WORK TO DO: Can you recast the data below as a Markdown table with the columns Row and Line, numbering each row and leaving out blank lines? Include only the lines from the one containing "Task: locate the trash" to the one containing "pixel 515 437", both included.

Source data:

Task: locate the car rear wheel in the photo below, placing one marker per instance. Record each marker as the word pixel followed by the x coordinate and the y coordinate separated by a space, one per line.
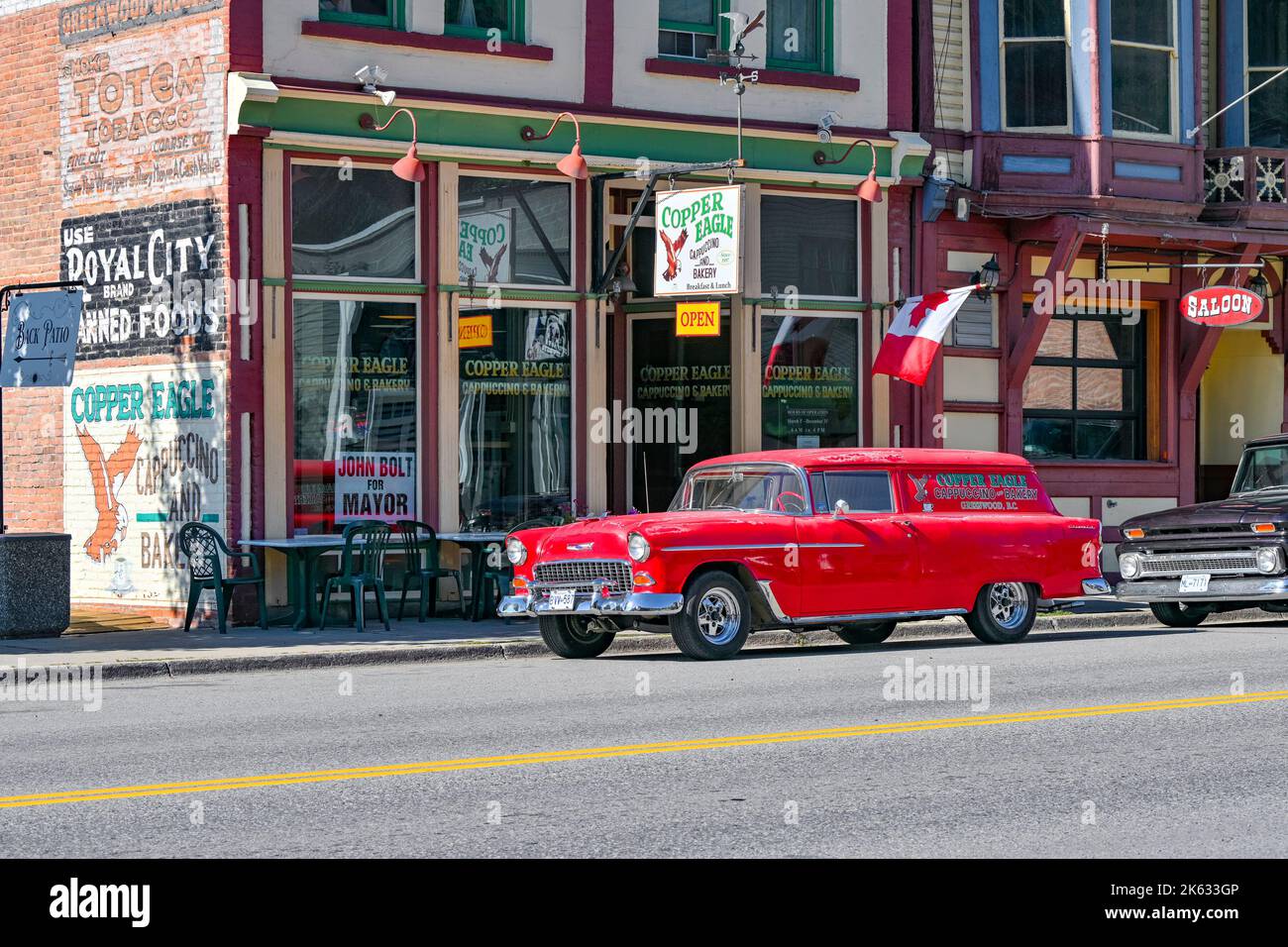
pixel 1180 613
pixel 864 633
pixel 1004 612
pixel 571 637
pixel 716 618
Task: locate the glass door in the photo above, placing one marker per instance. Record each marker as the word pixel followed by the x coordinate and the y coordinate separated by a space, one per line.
pixel 679 406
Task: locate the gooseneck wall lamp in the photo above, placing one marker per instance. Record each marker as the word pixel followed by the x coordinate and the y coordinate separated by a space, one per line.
pixel 408 166
pixel 868 189
pixel 572 163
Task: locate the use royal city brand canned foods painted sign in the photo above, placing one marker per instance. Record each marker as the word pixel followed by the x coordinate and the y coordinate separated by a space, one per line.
pixel 697 318
pixel 1222 305
pixel 698 244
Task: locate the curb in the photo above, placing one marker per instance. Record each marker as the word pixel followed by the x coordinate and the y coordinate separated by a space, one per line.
pixel 629 643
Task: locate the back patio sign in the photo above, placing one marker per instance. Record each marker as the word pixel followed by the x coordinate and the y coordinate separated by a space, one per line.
pixel 142 455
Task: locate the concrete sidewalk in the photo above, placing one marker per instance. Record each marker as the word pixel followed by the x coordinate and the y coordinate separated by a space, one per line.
pixel 134 652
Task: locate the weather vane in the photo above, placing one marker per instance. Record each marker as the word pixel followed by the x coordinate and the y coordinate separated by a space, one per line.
pixel 734 55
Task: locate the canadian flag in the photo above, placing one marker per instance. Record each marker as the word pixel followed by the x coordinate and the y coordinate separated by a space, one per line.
pixel 913 338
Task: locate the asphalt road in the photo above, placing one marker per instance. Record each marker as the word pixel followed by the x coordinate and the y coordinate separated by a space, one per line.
pixel 1192 777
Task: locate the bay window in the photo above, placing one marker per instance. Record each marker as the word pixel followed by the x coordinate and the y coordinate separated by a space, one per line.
pixel 1267 54
pixel 1034 64
pixel 1142 67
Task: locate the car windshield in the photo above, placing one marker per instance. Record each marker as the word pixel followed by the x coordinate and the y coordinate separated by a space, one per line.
pixel 778 489
pixel 1262 468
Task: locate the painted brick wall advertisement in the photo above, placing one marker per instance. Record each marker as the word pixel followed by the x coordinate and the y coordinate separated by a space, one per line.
pixel 142 114
pixel 143 455
pixel 154 278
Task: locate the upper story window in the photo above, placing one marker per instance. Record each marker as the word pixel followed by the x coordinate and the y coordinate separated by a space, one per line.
pixel 365 12
pixel 359 224
pixel 688 29
pixel 1034 64
pixel 1142 64
pixel 480 18
pixel 799 35
pixel 1267 54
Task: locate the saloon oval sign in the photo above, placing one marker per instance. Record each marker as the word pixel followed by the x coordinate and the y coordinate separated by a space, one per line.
pixel 1222 305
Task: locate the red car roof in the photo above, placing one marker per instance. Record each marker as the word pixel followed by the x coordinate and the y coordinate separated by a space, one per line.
pixel 912 457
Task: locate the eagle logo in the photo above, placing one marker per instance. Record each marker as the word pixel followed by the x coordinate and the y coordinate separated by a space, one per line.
pixel 919 483
pixel 492 263
pixel 108 476
pixel 673 253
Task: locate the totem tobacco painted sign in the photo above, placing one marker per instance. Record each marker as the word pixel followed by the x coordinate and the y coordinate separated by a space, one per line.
pixel 1222 305
pixel 698 249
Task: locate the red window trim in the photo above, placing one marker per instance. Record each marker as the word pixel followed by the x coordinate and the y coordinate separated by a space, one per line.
pixel 806 80
pixel 351 33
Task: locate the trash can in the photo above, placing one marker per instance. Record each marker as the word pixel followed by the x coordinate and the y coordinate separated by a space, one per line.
pixel 35 583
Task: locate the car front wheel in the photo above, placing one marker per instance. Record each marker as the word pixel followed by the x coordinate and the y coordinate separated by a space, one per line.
pixel 1180 613
pixel 1004 612
pixel 864 633
pixel 716 618
pixel 570 637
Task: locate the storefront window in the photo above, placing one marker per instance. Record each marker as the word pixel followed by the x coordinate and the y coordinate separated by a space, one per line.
pixel 810 244
pixel 681 406
pixel 809 381
pixel 352 222
pixel 1083 397
pixel 515 231
pixel 355 412
pixel 515 437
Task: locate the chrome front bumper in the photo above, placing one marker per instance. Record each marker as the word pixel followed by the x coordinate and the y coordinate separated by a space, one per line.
pixel 1244 589
pixel 639 604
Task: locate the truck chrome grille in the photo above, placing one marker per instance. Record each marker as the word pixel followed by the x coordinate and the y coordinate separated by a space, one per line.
pixel 1231 564
pixel 583 574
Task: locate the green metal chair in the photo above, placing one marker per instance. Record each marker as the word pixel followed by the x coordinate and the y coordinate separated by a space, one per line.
pixel 201 547
pixel 423 570
pixel 362 564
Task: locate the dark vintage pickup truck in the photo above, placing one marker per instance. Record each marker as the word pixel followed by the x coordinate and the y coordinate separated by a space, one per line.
pixel 1196 561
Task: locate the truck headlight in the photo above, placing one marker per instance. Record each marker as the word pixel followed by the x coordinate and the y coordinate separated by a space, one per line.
pixel 515 552
pixel 638 547
pixel 1129 565
pixel 1269 560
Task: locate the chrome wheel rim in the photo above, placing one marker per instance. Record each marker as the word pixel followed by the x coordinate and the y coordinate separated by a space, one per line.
pixel 719 616
pixel 1009 604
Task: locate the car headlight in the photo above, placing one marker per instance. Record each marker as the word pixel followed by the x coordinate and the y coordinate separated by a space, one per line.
pixel 638 547
pixel 1267 560
pixel 1128 565
pixel 515 552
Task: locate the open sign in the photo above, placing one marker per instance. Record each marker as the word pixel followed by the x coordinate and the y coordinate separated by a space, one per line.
pixel 1222 305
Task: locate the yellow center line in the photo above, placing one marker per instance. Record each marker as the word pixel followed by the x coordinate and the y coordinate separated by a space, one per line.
pixel 522 759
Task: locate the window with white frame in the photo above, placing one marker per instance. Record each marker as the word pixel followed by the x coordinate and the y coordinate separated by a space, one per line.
pixel 1267 54
pixel 1034 64
pixel 1142 67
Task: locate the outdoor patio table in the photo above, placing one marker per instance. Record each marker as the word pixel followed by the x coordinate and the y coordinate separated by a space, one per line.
pixel 477 543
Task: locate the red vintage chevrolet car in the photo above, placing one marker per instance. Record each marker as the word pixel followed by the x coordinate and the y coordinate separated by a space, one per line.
pixel 849 540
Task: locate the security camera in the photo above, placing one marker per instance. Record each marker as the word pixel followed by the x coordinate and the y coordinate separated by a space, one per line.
pixel 824 125
pixel 372 76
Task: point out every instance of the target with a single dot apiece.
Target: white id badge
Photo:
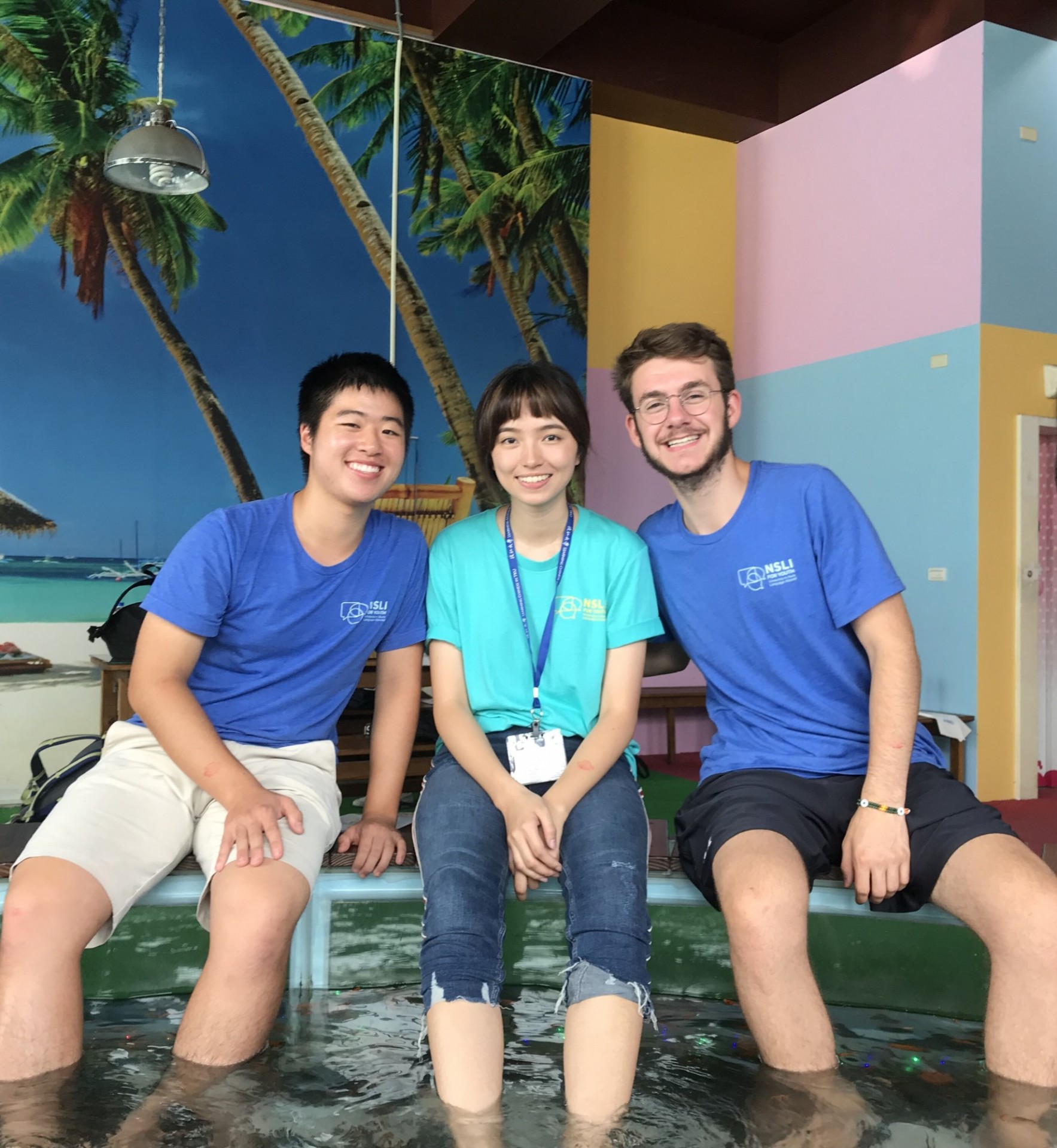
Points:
(532, 764)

TASK ANSWER:
| Row | Line |
|---|---|
| 1 | Task: locate the trash can in the photo above, placing one marker per instance. Record each marker as the word pixel followed by the x coordinate and the y coordinate separated by a space, one per line. |
| 2 | pixel 35 583 |
| 3 | Task: locate the car front wheel in the photo above, placing one marker per instance. Record each marker as the word pixel followed by the x coordinate and the y coordinate separated by a space, one per line. |
| 4 | pixel 1180 613 |
| 5 | pixel 1004 612 |
| 6 | pixel 864 633 |
| 7 | pixel 716 618 |
| 8 | pixel 570 637 |
| 9 | Task: locate the storefront window in the photo above, placing one marker per instance. Record each marker as the word pixel followed by the x coordinate and the y coordinate separated by a space, one per line. |
| 10 | pixel 810 244 |
| 11 | pixel 681 406 |
| 12 | pixel 809 381 |
| 13 | pixel 352 222 |
| 14 | pixel 1083 397 |
| 15 | pixel 515 231 |
| 16 | pixel 355 412 |
| 17 | pixel 515 437 |